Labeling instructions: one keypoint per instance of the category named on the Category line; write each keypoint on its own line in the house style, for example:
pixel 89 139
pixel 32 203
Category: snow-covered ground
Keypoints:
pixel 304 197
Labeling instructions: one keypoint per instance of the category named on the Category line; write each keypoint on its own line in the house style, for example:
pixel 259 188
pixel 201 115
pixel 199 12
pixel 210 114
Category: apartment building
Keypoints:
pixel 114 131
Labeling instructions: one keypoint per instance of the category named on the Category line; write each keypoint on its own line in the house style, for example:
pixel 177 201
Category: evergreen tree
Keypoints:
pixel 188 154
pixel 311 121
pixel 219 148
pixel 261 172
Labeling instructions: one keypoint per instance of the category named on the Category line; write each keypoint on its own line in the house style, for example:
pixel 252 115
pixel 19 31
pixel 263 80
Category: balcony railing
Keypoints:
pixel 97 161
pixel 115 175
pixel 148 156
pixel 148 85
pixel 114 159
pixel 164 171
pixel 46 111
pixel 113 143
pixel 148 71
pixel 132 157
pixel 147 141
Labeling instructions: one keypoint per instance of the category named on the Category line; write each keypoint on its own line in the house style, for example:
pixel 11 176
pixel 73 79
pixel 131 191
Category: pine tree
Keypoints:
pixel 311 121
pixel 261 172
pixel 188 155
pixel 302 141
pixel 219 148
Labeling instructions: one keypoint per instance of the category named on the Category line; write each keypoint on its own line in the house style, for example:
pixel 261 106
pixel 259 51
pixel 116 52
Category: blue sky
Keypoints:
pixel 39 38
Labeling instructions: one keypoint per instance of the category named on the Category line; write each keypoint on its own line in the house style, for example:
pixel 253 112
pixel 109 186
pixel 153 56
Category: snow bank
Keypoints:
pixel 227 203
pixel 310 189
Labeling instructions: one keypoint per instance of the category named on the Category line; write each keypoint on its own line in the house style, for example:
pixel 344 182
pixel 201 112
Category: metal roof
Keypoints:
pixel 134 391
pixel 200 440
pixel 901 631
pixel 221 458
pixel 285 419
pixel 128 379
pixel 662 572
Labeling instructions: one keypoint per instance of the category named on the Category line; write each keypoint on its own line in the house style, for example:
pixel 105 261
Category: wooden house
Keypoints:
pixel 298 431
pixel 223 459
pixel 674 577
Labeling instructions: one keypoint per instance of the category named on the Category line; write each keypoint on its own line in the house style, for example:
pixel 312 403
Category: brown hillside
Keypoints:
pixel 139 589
+++
What you are asked to do: Reproduce the rows above from their first line through the line containing "pixel 147 141", including both of these lines.

Answer to this task:
Labeling instructions: one keypoint per instance of the category named on the Category line; write each keypoint on its own line in the house style, for example:
pixel 89 139
pixel 32 203
Category: snow-covered ground
Keypoints:
pixel 304 197
Labeling instructions: one keypoint per instance of the category named on the Category line; write each keypoint on its own line in the house style, for example:
pixel 259 188
pixel 201 115
pixel 199 12
pixel 210 114
Category: apartment building
Keypoints:
pixel 114 131
Labeling instructions: one keypoint per instance of the category named on the Category line; write each keypoint on its own line in the house style, for example:
pixel 177 201
Category: evergreen tree
Keypoints:
pixel 188 154
pixel 311 121
pixel 219 148
pixel 261 172
Labeling instructions: one keypoint per instance of the category named on the Category line; write each keypoint on its own line in the house style, for example:
pixel 252 115
pixel 19 31
pixel 263 80
Category: balcony railing
Keypoints:
pixel 97 161
pixel 115 175
pixel 148 156
pixel 148 85
pixel 114 159
pixel 164 171
pixel 46 111
pixel 113 143
pixel 148 71
pixel 132 157
pixel 147 141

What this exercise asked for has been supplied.